● **Job**
Convert the lines below, from the first line up to and including the line containing "column 294, row 30", into a numbered list, omitting any blank lines.

● **Provided entries**

________________________________________

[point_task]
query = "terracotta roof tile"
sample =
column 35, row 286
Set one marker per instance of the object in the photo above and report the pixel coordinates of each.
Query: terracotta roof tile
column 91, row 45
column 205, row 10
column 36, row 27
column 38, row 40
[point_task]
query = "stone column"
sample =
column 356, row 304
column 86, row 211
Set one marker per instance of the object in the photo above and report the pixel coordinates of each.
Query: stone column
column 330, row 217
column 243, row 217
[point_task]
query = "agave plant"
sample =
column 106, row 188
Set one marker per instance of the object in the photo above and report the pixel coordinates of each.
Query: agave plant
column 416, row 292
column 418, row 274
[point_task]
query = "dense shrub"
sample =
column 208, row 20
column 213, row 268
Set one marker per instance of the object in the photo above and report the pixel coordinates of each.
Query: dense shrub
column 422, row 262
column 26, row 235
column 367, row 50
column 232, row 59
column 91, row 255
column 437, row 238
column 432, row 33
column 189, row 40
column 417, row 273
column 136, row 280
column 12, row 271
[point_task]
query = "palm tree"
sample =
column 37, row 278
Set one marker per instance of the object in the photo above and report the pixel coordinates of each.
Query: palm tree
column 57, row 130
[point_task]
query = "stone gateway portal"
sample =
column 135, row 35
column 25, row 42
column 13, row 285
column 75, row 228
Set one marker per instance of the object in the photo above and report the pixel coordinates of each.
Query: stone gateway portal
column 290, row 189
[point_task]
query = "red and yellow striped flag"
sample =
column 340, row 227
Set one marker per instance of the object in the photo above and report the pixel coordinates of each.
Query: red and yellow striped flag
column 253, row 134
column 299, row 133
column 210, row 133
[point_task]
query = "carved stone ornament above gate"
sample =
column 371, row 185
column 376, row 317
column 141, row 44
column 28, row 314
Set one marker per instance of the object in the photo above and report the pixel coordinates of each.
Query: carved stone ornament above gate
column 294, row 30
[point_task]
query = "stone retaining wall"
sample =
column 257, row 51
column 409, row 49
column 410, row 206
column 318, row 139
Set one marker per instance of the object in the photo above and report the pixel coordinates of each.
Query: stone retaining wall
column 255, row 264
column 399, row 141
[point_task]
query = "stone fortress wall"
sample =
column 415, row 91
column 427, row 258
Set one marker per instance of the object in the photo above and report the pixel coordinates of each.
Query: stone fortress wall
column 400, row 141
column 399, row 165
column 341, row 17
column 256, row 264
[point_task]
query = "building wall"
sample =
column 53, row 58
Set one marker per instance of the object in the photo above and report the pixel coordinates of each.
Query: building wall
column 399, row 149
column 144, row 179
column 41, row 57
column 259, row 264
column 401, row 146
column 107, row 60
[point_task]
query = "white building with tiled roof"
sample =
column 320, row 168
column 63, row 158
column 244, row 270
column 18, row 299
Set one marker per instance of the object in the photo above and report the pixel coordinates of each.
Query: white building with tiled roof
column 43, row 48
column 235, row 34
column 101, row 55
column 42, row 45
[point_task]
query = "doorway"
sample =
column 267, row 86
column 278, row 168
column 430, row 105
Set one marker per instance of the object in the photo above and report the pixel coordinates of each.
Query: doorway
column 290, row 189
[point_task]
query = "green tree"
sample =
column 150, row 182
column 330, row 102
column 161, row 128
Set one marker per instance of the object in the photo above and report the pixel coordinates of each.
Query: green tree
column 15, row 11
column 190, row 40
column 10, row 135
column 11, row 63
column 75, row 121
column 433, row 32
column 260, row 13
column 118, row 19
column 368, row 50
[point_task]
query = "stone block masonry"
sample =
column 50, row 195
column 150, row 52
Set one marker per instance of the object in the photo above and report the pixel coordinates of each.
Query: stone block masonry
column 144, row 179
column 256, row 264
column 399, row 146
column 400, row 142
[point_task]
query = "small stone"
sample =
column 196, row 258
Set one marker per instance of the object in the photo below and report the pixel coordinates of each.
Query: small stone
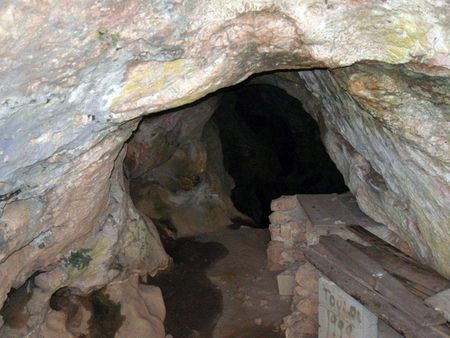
column 284, row 203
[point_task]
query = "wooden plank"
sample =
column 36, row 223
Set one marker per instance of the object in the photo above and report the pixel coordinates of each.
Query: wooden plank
column 415, row 275
column 349, row 202
column 372, row 274
column 341, row 315
column 376, row 303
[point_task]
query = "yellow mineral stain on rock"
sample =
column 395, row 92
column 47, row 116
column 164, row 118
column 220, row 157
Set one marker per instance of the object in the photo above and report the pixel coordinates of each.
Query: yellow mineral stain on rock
column 148, row 78
column 406, row 38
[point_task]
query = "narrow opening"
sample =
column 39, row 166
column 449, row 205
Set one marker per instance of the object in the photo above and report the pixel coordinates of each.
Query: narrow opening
column 201, row 172
column 272, row 147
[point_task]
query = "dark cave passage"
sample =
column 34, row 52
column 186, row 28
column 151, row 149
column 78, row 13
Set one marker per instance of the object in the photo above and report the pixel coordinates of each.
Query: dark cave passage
column 272, row 147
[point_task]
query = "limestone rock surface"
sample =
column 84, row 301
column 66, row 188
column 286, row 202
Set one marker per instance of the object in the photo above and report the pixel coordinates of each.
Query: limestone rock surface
column 75, row 76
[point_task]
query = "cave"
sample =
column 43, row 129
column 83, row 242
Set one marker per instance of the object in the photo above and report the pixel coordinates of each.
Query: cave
column 167, row 165
column 271, row 147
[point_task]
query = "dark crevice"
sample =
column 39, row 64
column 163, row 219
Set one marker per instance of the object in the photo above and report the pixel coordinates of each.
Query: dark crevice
column 272, row 147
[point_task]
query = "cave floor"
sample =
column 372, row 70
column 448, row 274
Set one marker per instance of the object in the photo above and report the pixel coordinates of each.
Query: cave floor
column 252, row 306
column 219, row 287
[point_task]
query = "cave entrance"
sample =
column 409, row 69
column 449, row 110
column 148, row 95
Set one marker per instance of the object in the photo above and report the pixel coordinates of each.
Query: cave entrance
column 271, row 147
column 221, row 161
column 215, row 163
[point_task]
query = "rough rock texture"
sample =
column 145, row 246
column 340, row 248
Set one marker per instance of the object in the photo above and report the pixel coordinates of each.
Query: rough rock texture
column 177, row 173
column 387, row 128
column 303, row 321
column 140, row 307
column 390, row 141
column 75, row 75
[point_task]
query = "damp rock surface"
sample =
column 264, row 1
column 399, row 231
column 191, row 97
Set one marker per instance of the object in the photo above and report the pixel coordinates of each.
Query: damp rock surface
column 75, row 77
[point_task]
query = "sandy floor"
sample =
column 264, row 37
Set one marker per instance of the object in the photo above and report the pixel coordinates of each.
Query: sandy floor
column 251, row 306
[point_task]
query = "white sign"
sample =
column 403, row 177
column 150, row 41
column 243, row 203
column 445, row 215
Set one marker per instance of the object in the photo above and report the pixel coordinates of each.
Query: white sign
column 342, row 316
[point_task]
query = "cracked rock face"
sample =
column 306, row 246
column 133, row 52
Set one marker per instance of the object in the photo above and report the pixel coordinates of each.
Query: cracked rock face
column 75, row 76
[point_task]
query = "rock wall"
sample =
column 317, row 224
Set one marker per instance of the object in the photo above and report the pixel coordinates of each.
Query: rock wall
column 76, row 75
column 176, row 170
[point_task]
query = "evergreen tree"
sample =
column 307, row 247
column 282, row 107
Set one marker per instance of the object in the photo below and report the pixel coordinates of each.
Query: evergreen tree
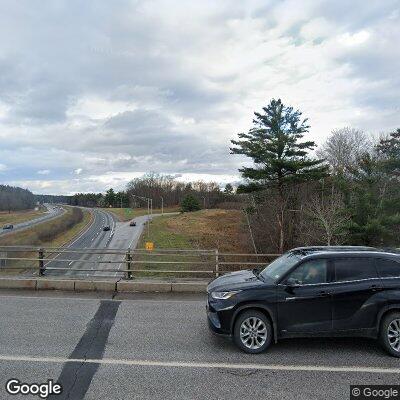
column 280, row 157
column 190, row 203
column 110, row 198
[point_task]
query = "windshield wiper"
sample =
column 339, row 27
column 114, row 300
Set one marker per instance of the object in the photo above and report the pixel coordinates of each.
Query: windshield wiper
column 257, row 273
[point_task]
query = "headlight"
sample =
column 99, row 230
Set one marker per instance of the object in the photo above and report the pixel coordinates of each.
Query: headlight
column 223, row 295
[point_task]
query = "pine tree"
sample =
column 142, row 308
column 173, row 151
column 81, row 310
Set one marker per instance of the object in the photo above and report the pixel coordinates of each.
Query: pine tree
column 280, row 157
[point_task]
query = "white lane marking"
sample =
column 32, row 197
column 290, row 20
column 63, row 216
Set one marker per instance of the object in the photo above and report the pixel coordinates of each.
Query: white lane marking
column 73, row 242
column 95, row 298
column 206, row 365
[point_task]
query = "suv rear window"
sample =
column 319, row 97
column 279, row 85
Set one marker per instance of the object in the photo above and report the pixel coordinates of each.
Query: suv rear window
column 388, row 268
column 350, row 269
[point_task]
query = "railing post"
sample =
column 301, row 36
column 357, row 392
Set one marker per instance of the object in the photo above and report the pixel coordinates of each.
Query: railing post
column 41, row 262
column 216, row 263
column 128, row 259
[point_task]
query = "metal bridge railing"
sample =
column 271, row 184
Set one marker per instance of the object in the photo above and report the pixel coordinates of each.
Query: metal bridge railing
column 128, row 262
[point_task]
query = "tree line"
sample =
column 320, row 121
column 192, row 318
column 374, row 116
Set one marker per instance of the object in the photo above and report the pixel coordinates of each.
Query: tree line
column 164, row 190
column 346, row 192
column 15, row 199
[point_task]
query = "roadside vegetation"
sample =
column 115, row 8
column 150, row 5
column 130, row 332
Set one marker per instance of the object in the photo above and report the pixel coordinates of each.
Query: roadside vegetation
column 15, row 198
column 348, row 193
column 127, row 214
column 16, row 217
column 208, row 230
column 55, row 233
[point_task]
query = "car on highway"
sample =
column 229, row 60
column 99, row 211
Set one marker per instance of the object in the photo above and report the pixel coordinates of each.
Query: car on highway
column 307, row 292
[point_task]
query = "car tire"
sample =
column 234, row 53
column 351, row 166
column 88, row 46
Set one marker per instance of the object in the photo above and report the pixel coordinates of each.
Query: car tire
column 390, row 327
column 252, row 332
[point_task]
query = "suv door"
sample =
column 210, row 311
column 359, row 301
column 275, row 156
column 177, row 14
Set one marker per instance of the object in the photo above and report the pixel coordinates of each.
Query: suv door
column 304, row 301
column 356, row 293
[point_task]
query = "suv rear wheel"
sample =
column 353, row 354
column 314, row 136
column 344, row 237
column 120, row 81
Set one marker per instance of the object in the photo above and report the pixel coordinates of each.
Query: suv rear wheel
column 252, row 332
column 390, row 334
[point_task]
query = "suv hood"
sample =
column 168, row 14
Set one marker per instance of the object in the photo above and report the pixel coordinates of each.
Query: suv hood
column 235, row 281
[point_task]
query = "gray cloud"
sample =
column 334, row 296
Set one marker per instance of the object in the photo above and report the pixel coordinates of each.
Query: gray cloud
column 123, row 87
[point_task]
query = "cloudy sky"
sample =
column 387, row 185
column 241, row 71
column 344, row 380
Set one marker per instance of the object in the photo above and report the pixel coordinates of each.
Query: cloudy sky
column 93, row 93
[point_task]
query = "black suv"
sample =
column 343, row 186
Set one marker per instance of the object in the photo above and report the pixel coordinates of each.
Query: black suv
column 311, row 291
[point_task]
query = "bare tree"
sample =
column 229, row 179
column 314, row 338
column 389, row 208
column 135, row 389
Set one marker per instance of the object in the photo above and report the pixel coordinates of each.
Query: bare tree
column 343, row 147
column 327, row 218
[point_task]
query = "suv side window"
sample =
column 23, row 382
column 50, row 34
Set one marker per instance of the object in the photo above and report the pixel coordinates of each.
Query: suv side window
column 311, row 272
column 352, row 269
column 388, row 268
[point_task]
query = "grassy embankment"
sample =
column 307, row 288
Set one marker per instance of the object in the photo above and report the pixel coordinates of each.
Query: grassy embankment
column 224, row 230
column 16, row 217
column 126, row 214
column 54, row 233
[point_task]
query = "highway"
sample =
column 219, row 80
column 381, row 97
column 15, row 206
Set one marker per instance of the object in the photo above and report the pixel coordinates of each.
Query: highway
column 52, row 212
column 158, row 347
column 120, row 236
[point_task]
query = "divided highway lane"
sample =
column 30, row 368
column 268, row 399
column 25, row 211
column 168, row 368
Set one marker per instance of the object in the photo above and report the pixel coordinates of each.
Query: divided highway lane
column 151, row 347
column 93, row 237
column 52, row 212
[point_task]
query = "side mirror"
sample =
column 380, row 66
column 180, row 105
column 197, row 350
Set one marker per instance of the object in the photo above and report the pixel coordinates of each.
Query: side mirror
column 292, row 282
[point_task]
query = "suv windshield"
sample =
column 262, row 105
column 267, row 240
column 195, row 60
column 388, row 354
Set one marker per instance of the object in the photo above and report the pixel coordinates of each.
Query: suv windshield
column 280, row 266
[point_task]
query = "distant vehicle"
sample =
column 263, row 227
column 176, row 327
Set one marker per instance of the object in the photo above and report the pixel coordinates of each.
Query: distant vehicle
column 311, row 291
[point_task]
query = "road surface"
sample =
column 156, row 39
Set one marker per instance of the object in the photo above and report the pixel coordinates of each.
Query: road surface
column 159, row 347
column 52, row 212
column 121, row 236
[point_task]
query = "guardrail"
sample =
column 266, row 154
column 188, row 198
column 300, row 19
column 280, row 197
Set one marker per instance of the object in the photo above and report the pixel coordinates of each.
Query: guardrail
column 126, row 263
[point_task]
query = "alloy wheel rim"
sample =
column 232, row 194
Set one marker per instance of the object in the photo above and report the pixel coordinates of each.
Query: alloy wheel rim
column 253, row 333
column 394, row 334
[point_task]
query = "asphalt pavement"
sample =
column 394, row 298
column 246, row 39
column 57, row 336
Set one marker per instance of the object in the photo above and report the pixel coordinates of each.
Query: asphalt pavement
column 51, row 213
column 120, row 237
column 159, row 347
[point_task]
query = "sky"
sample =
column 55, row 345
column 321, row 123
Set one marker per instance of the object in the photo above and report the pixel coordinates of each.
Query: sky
column 95, row 93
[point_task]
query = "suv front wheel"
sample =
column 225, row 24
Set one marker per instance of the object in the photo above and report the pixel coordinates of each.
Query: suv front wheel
column 390, row 334
column 252, row 332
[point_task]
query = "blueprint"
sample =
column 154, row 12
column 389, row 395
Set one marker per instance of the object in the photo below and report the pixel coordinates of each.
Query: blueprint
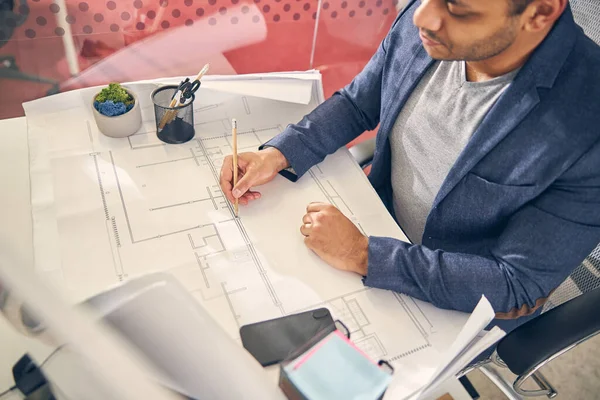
column 108, row 209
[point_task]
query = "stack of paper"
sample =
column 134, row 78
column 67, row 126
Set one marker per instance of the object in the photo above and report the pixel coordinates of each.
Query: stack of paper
column 470, row 342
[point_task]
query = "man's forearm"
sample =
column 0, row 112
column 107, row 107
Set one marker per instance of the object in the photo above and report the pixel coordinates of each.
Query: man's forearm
column 450, row 280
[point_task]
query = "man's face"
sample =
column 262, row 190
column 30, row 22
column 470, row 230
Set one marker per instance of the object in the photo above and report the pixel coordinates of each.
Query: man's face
column 469, row 30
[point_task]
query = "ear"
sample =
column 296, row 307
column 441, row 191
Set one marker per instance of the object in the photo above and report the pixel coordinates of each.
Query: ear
column 542, row 14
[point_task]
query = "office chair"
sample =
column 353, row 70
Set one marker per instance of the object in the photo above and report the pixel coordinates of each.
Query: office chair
column 9, row 20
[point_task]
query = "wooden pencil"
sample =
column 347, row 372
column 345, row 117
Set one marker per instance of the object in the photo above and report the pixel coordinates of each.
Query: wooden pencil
column 235, row 166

________________________________________

● **Task solution**
1. [point_task]
2. query = "terracotta roof tile"
3. sample =
4. column 35, row 286
5. Set one marker per instance of the object in the photo above and report the pixel coordinates of each.
6. Query: terracotta roof tile
7. column 91, row 45
8. column 205, row 10
9. column 36, row 27
10. column 38, row 40
11. [point_task]
12. query = "stone column"
13. sample =
14. column 356, row 304
15. column 86, row 211
16. Set one marker per instance of the object in the photo above and report the pixel coordinates of each.
17. Query: stone column
18. column 330, row 217
19. column 243, row 217
20. [point_task]
21. query = "agave plant"
22. sample =
23. column 106, row 188
24. Set one marker per instance of the object in the photo above and report the pixel coordinates of each.
25. Query: agave plant
26. column 416, row 292
27. column 418, row 274
28. [point_task]
29. query = "dense shrub"
30. sample =
31. column 208, row 20
32. column 213, row 268
33. Set one marker per instance of the object in the photo above and report the pixel coordinates of each.
34. Query: dense shrub
35. column 422, row 262
36. column 26, row 235
37. column 367, row 50
38. column 232, row 59
39. column 91, row 255
40. column 437, row 238
41. column 432, row 33
42. column 189, row 40
43. column 417, row 273
44. column 136, row 280
45. column 12, row 271
46. [point_task]
47. query = "palm tree"
48. sample =
49. column 37, row 278
50. Set one marker per instance of the object in the photo above and report the pixel coordinates of each.
51. Query: palm tree
52. column 57, row 130
53. [point_task]
54. query = "stone gateway portal"
55. sample =
56. column 135, row 35
57. column 25, row 42
58. column 13, row 285
59. column 75, row 228
60. Set one marker per instance of the object in the photo above and report the pixel coordinates of each.
61. Query: stone gateway portal
62. column 290, row 189
63. [point_task]
64. query = "red and yellow striped flag"
65. sample =
66. column 340, row 227
67. Set one marker per instance of the object in the photo above and report the pixel coordinates of each.
68. Query: red and yellow striped flag
69. column 253, row 134
70. column 299, row 133
71. column 210, row 133
72. [point_task]
73. query = "carved stone ornament above gate"
74. sample =
75. column 371, row 185
76. column 376, row 317
77. column 141, row 44
78. column 28, row 314
79. Set one marker per instance of the object in the photo above and report the pixel coordinates of each.
80. Query: carved stone ornament above gate
81. column 294, row 30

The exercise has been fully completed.